**GIVEN PROBLEM**
Locate every line in the records that contains the string "white" and copy those lines. The match is case-sensitive.

################

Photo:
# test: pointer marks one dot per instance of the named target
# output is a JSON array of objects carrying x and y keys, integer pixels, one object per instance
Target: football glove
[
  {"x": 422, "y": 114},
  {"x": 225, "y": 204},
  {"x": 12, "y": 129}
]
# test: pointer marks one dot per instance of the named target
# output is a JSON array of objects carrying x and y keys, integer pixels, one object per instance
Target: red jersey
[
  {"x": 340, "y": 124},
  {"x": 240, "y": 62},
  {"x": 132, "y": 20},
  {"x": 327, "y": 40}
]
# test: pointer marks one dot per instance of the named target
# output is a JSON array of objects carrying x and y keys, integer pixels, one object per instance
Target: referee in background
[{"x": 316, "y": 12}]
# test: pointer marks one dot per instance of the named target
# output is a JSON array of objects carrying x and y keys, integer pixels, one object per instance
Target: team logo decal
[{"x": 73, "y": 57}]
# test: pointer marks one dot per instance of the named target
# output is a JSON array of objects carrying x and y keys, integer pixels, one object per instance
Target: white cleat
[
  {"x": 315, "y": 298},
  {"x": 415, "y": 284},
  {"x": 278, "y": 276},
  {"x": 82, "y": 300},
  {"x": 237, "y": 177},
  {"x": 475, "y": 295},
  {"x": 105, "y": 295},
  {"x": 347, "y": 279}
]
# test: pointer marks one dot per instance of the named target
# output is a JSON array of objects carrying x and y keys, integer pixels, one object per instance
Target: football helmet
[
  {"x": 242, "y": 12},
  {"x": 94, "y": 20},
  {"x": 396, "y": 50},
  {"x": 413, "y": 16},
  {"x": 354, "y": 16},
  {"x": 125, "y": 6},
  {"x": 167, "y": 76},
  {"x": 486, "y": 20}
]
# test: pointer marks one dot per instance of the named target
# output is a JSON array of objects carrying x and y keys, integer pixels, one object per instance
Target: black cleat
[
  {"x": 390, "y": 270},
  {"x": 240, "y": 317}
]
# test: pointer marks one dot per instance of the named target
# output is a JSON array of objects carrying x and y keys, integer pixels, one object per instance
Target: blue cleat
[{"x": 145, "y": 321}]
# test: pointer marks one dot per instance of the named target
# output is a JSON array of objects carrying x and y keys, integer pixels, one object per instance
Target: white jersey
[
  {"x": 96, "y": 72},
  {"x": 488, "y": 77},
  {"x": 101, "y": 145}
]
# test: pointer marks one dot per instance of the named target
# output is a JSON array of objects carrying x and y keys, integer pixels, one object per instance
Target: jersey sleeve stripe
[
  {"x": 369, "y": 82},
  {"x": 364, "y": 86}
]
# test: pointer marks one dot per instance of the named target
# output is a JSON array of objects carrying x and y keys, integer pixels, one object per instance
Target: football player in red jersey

################

**TASK SOLUTION**
Target: white cleat
Target: white jersey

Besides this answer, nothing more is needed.